Natural language region descriptions
══════════════════════════════

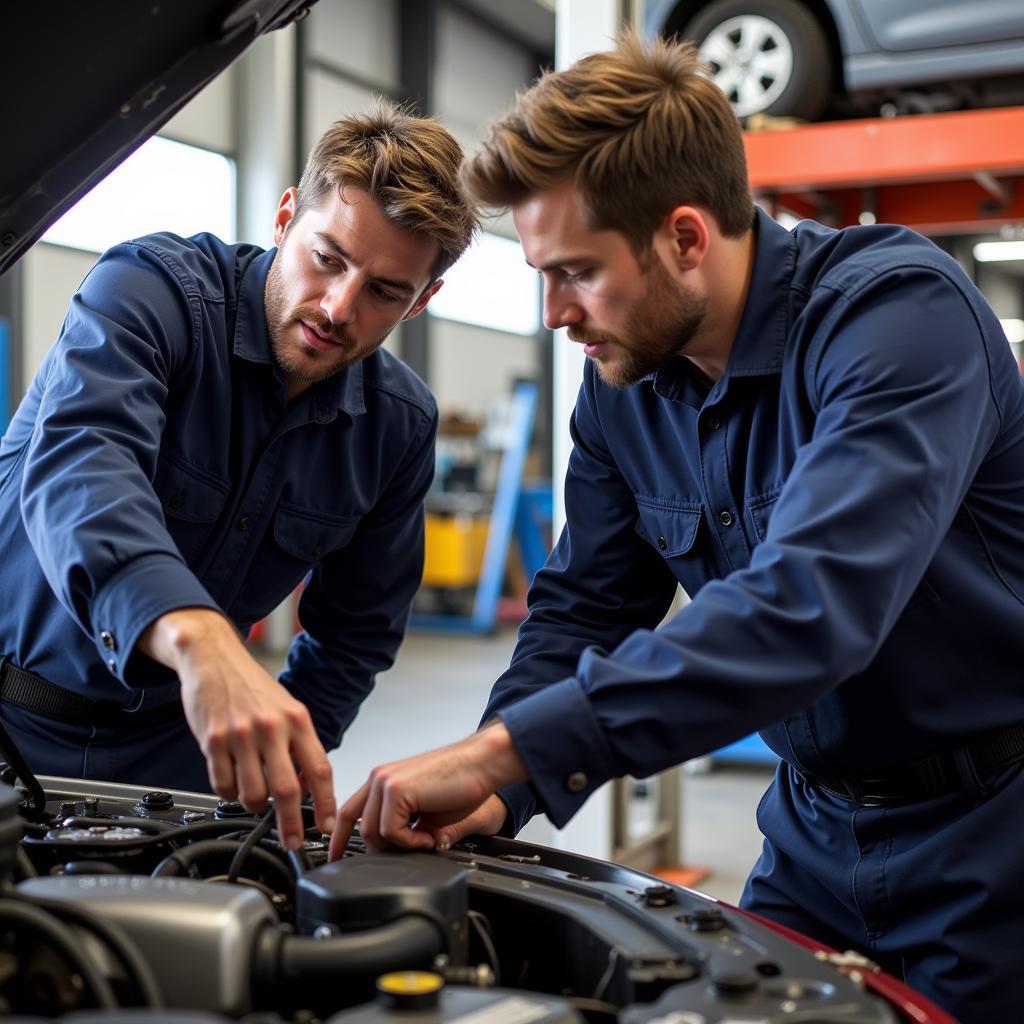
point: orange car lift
(940, 173)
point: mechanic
(819, 434)
(214, 423)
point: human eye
(580, 276)
(383, 295)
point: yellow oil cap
(410, 989)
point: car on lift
(805, 57)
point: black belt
(34, 693)
(937, 775)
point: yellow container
(455, 550)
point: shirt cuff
(130, 601)
(560, 741)
(520, 804)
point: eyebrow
(399, 286)
(559, 263)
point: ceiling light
(1014, 330)
(991, 252)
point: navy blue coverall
(846, 508)
(156, 464)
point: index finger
(348, 814)
(317, 775)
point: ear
(687, 235)
(421, 302)
(285, 214)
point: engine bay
(118, 898)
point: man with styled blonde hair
(215, 423)
(819, 434)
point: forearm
(179, 638)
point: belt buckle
(859, 793)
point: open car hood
(83, 84)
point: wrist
(179, 636)
(498, 756)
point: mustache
(320, 323)
(591, 337)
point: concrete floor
(435, 693)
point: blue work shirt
(156, 464)
(845, 506)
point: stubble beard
(298, 363)
(659, 326)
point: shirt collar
(343, 392)
(764, 327)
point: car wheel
(768, 56)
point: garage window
(163, 186)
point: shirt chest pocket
(193, 503)
(298, 540)
(308, 535)
(674, 530)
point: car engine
(129, 904)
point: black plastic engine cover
(357, 893)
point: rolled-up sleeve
(87, 499)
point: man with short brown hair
(819, 434)
(214, 424)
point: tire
(768, 56)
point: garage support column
(268, 131)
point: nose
(340, 299)
(559, 309)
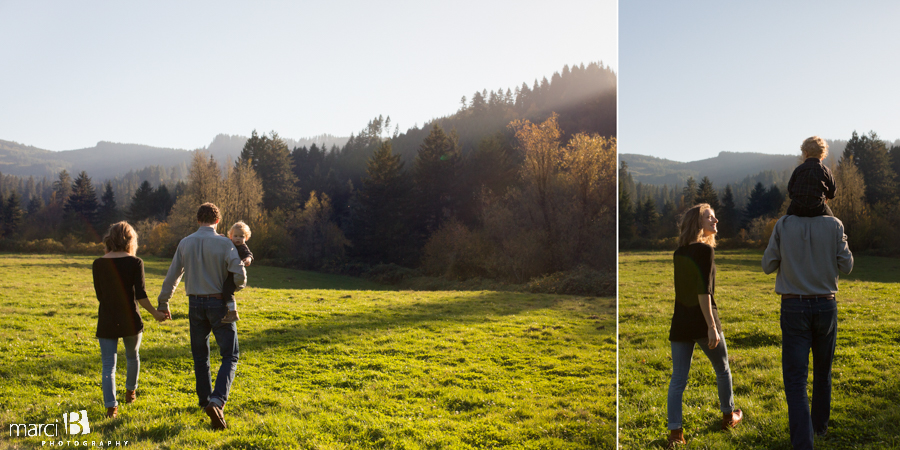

══════════════════════════════

:: ACTIVITY ::
Set down each entry again exactly as written. Pictures stay out.

:: TASK RESULT ::
point: orange car lift
(940, 173)
point: mechanic
(819, 434)
(214, 423)
point: human eye
(580, 276)
(383, 295)
point: yellow oil cap
(410, 989)
point: car on lift
(805, 57)
point: black belt
(34, 693)
(937, 775)
point: yellow container
(455, 550)
point: shirt cuff
(130, 601)
(560, 741)
(520, 804)
point: eyebrow
(399, 286)
(559, 263)
point: ceiling light
(1014, 330)
(991, 252)
point: navy blue coverall
(846, 508)
(156, 464)
point: index finger
(348, 814)
(317, 775)
point: ear
(687, 235)
(421, 302)
(285, 214)
point: engine bay
(118, 898)
point: man with styled blonde hair
(215, 423)
(819, 434)
point: forearm
(179, 638)
point: belt buckle
(859, 793)
point: open car hood
(83, 84)
point: wrist
(179, 636)
(498, 756)
point: mustache
(320, 323)
(591, 337)
point: concrete floor
(435, 693)
point: blue work shirt
(156, 464)
(845, 506)
point: stubble beard
(298, 363)
(659, 326)
point: shirt collar
(343, 392)
(764, 327)
point: car wheel
(768, 56)
point: garage window
(163, 186)
point: shirt chest pocket
(193, 503)
(298, 540)
(308, 535)
(674, 530)
point: car engine
(129, 904)
point: black plastic engine cover
(357, 893)
point: rolled-up sleeve
(87, 499)
point: man with short brown hair
(819, 434)
(214, 424)
point: tire
(768, 56)
point: garage support column
(268, 131)
point: nose
(340, 299)
(559, 309)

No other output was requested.